Exercise brief — From the entries below, extract every line that includes the word "green".

(Items from a data source)
* * * * * * *

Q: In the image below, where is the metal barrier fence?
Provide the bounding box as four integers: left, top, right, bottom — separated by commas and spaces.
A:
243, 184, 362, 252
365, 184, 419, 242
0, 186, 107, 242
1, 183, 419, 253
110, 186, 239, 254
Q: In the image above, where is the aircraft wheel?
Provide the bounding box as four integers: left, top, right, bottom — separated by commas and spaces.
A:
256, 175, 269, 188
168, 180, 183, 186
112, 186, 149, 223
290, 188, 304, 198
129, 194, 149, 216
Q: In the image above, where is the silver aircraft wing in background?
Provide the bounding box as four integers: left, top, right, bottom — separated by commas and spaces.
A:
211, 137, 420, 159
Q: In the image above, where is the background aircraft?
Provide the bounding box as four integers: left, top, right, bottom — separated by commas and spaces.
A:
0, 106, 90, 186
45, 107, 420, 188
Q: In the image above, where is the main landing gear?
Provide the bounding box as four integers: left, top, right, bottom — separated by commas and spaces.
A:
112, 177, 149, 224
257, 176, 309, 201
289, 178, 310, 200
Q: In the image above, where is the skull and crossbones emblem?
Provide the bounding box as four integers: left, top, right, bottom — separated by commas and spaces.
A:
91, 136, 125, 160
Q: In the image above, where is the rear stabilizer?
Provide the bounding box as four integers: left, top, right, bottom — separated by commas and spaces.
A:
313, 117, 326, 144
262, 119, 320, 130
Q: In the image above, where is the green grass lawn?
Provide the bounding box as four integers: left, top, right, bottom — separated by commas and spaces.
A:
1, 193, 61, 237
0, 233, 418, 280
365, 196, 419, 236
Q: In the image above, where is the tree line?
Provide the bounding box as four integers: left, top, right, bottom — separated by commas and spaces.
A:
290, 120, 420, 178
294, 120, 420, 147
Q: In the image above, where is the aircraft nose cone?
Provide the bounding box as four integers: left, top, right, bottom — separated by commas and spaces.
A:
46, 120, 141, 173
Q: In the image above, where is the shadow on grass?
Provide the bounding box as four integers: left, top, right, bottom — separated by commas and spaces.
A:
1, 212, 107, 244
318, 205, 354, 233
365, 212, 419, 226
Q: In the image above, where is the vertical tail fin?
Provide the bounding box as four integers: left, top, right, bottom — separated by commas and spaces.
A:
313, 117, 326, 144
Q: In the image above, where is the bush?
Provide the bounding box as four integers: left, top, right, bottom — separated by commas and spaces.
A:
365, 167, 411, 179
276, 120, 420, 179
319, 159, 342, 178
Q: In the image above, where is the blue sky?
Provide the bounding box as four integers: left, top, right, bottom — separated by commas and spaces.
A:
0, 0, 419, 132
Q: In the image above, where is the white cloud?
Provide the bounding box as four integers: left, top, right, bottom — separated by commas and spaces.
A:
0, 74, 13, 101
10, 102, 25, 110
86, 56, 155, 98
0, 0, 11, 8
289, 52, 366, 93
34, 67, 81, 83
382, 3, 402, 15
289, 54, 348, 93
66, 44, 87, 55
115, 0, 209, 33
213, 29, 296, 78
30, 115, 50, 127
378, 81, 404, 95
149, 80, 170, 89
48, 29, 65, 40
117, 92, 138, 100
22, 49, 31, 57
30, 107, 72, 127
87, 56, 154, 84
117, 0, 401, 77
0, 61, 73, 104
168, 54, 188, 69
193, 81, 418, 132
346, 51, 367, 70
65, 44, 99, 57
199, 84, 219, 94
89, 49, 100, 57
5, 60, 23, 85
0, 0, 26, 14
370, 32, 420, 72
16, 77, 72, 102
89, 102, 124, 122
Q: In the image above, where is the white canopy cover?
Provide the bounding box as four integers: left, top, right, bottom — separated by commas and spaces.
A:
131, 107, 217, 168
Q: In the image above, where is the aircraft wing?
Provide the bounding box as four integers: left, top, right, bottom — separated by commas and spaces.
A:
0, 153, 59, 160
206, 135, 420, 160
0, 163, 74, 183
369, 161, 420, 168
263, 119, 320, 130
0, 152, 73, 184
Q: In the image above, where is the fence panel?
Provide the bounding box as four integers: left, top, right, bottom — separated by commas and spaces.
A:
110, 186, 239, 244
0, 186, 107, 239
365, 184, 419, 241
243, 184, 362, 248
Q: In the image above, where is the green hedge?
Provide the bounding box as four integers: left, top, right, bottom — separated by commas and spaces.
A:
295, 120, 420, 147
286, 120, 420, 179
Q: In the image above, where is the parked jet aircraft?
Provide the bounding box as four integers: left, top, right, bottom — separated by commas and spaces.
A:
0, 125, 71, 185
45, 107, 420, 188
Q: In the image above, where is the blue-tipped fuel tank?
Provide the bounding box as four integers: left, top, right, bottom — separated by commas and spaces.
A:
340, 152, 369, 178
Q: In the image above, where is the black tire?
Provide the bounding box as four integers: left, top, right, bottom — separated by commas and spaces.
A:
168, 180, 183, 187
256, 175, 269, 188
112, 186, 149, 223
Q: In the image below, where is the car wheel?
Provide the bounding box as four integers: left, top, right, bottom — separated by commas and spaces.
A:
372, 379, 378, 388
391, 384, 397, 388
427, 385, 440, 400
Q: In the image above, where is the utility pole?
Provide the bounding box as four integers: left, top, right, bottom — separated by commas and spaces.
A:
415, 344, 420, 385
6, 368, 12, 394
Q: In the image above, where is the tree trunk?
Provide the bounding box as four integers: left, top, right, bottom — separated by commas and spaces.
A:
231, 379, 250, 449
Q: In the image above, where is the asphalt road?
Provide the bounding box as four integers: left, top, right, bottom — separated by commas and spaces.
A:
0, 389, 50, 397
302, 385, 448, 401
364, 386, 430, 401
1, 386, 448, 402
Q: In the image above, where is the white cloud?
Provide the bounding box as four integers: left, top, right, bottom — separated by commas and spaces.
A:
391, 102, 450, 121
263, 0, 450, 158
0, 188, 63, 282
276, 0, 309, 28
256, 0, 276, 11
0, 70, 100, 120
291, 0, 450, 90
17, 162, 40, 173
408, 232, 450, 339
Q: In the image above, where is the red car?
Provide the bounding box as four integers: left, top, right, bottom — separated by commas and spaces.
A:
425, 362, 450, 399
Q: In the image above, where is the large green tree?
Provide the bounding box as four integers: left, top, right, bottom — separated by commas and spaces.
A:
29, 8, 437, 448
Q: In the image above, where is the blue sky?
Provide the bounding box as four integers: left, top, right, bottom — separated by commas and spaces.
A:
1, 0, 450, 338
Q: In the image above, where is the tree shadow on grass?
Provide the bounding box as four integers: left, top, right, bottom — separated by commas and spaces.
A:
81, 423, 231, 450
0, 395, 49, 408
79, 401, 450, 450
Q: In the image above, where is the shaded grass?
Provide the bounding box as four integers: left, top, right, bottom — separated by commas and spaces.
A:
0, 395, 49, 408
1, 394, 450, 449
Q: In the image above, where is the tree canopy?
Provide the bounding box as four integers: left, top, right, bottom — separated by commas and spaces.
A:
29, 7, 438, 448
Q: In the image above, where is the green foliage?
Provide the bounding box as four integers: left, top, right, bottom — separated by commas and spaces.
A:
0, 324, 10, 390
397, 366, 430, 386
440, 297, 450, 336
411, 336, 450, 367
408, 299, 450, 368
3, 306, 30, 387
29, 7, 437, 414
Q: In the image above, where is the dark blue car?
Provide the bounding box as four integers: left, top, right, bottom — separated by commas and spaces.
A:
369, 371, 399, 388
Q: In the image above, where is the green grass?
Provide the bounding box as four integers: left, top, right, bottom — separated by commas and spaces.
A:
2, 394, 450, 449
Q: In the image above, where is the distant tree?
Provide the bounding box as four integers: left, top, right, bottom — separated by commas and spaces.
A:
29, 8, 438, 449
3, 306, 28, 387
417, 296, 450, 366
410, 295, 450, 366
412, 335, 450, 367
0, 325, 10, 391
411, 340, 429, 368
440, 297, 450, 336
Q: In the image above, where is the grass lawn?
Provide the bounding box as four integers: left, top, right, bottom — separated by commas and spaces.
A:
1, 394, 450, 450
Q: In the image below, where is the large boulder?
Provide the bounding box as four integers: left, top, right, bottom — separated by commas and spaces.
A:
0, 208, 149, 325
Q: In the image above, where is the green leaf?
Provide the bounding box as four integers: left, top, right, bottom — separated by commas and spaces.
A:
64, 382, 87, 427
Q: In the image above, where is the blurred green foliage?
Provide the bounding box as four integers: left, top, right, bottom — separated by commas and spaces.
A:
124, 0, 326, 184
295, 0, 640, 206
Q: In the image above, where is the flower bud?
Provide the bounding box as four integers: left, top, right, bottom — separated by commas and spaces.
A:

* * * * * * *

Exercise answer —
Q: In the image above, where is the green grass lawn?
Q: In the image above, where is the green hedge?
Q: In the image above, where is the large green tree?
Q: In the image above, where is the green foliage?
Q: In the image above, where is the green grass?
Q: In the image above, where is the green leaf?
Q: In the image above, where is the blurred green foliage?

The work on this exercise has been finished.